## DESCRIPTION OF THE TASK
Count the lines in the records that contain the string "boot" and give only that number.

## STORED ROWS
+ + + +

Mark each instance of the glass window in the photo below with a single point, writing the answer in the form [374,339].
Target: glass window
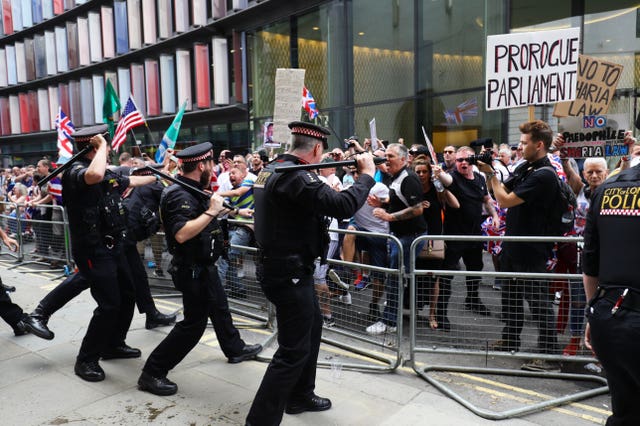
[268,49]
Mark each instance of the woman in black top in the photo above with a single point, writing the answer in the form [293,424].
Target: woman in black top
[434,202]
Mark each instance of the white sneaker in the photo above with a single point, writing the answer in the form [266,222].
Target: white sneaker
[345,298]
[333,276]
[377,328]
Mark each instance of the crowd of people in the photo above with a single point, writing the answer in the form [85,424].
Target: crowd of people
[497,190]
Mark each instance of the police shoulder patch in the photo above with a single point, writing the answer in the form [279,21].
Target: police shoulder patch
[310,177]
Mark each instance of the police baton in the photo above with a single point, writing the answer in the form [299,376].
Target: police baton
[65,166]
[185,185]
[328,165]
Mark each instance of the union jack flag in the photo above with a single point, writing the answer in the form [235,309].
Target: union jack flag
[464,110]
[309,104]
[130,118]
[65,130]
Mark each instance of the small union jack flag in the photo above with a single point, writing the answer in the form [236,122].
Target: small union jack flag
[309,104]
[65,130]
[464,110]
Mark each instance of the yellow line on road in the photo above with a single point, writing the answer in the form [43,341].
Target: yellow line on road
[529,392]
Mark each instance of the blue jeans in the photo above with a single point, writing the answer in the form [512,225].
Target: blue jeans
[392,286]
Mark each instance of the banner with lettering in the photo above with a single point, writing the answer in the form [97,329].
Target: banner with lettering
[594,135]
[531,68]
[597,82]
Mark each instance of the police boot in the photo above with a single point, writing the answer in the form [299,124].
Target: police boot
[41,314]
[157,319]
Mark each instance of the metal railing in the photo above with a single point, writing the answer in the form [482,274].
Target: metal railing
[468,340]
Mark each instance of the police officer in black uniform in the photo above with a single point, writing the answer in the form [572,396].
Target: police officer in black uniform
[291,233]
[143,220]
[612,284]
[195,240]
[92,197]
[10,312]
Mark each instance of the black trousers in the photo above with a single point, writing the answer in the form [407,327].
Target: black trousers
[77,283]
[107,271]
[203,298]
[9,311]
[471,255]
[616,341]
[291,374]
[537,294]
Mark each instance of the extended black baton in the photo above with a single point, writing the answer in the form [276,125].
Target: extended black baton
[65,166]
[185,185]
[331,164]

+ + + +

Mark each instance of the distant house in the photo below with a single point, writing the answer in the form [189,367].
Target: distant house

+ + + +

## SOLUTION TO THIS TASK
2